### Input for this task:

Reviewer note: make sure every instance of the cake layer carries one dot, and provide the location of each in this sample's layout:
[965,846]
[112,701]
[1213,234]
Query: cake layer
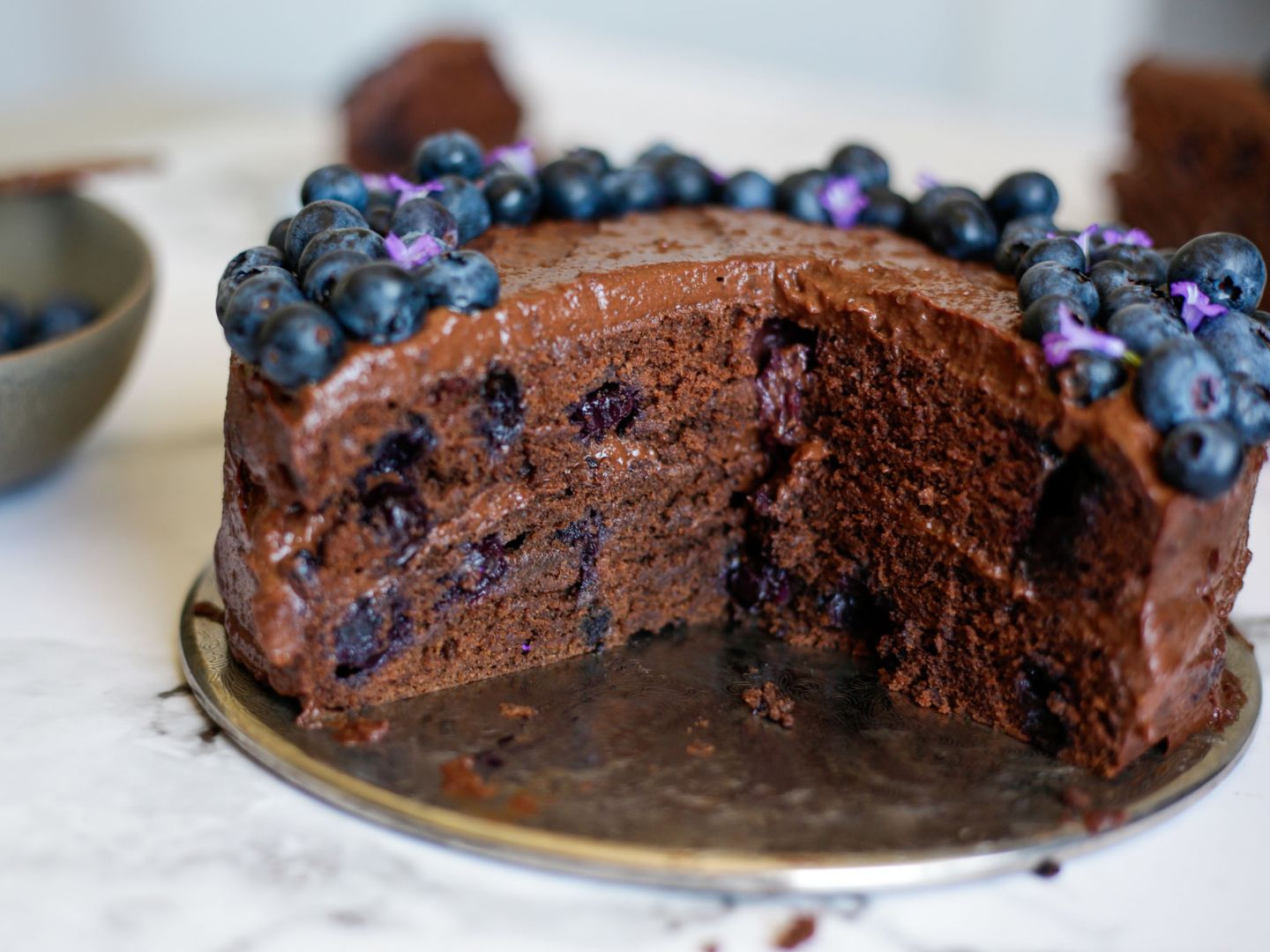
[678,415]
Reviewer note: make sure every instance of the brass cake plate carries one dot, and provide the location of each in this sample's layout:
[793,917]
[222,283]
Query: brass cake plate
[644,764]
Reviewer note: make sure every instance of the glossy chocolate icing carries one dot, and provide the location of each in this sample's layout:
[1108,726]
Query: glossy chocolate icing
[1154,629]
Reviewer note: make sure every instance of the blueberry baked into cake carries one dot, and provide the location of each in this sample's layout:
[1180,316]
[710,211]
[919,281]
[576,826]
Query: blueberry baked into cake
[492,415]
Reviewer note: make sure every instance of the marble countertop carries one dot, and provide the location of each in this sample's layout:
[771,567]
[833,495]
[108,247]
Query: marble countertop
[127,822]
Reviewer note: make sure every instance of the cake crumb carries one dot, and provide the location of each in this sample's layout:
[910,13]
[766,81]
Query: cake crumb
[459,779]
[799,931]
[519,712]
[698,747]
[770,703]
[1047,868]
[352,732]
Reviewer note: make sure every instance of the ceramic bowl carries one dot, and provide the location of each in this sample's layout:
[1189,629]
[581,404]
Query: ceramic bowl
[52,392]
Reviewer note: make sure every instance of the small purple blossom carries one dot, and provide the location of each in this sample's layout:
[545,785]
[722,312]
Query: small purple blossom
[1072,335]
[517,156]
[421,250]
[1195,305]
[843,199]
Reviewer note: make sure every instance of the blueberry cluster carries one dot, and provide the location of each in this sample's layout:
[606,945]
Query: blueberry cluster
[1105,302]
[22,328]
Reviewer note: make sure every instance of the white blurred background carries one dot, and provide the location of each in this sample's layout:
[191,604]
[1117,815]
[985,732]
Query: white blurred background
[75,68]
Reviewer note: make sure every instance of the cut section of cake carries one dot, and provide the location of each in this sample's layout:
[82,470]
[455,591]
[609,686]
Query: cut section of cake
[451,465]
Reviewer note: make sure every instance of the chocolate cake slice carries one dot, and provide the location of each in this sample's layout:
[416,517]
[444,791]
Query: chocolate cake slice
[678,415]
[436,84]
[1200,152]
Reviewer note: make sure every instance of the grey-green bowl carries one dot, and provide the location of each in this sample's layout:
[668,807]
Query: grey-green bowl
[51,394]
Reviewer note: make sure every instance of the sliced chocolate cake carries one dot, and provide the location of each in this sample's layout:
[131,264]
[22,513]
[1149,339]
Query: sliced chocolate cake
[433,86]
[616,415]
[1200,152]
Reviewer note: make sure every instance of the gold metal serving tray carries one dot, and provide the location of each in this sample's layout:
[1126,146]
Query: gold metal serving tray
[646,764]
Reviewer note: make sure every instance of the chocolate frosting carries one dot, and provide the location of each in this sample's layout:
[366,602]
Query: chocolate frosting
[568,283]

### Task goal:
Give every line of the listing above as a numbered list, omitting blank lines and leaving out any picture.

### Result of this task:
1. Reviewer note: make sure every instance of the cake layer carries one dot, and provide the location of each in this sample's layout:
2. [965,846]
3. [112,701]
4. [1213,234]
5. Query: cake layer
6. [678,415]
7. Reviewer note: make sure every instance of the brass cake plate carries one dot, and provide the location of each in this sample's layout:
8. [793,917]
9. [222,283]
10. Query: brass cake plate
11. [644,764]
12. Reviewer note: make sure every instance of the glossy chocolate icing carries one dot, and provide the location of each in this sample's layout:
13. [1108,726]
14. Query: glossy chocolate icing
15. [1154,629]
16. Reviewer note: make sure every instance of the blueberry baked into cake carries one dot, and provide the location of each in this sample's layout:
17. [1180,316]
18. [710,211]
19. [919,281]
20. [576,826]
21. Query: blueberry baked into cake
22. [492,415]
23. Reviewer note: make sure every instance of the marble countertop carries one dot, and provide the location of each in this sample's layout:
24. [771,567]
25. [833,495]
26. [108,247]
27. Query: marble countertop
28. [127,822]
29. Reviewer note: make sure every instance of the cake crumb carries one dot, and provide the location of each in this sample's layout:
30. [910,13]
31. [766,81]
32. Query: cake crumb
33. [459,779]
34. [799,931]
35. [519,712]
36. [698,747]
37. [770,703]
38. [1047,868]
39. [352,732]
40. Reviewer note: make sure every instance of the ceramic bowl carries one dot, and provide the location of each in this sample's layout:
41. [1189,629]
42. [581,404]
43. Query: ceramic bowl
44. [52,392]
45. Reviewer note: make sure every instance of the small purple blossom carries one dot, and provide the location of each in this sample's layout:
46. [545,785]
47. [722,312]
48. Query: small purple blossom
49. [1072,335]
50. [517,156]
51. [421,250]
52. [1195,305]
53. [843,199]
54. Reviewer note: make sure every instance of the blueberry cluster carries one dot, and provide the location of each in this sample's layout:
55. [606,945]
56. Query: blueberry cluster
57. [1105,302]
58. [22,328]
59. Reviewer note: make sure every instance of the white blurred background carries one dot, and provide the location of each in this sample's layout:
60. [191,604]
61. [1117,815]
62. [985,732]
63. Query: white blurred background
64. [75,68]
65. Reviewer note: make sure every instance of the cut section of cake carries one dot, and provide the location of each in this sample's layout:
66. [82,470]
67. [455,591]
68. [609,686]
69. Query: cut section of cake
70. [451,465]
71. Reviewer note: make sure every instance of the chocolate cake slice carries one dot, and provide the location of each in this sample's layout:
72. [416,517]
73. [444,791]
74. Query: chocolate cake slice
75. [678,415]
76. [436,84]
77. [1200,152]
78. Reviewer note: make sure every instance of the grey-green bowl carries one dot, and provide the location of each in this sample's layout:
79. [668,807]
80. Query: grey-green bowl
81. [51,394]
82. Reviewer note: make sure every instance of the sliced chocolate cake carries one dot, and provide the location of each in this sample's layout:
83. [131,264]
84. [22,513]
85. [1149,339]
86. Query: sliced chocolate cake
87. [433,86]
88. [616,415]
89. [1200,152]
90. Reviewer note: make sure every instance of the gold metal serving tray carries one dot, and provide the location of each in this sample's layout:
91. [1126,146]
92. Query: gold metal serving tray
93. [646,764]
94. Reviewer note: make sure every instance of the chocolate frosting carries one dot, and provide the location of each in this sample's layout:
95. [366,602]
96. Query: chocolate frosting
97. [568,283]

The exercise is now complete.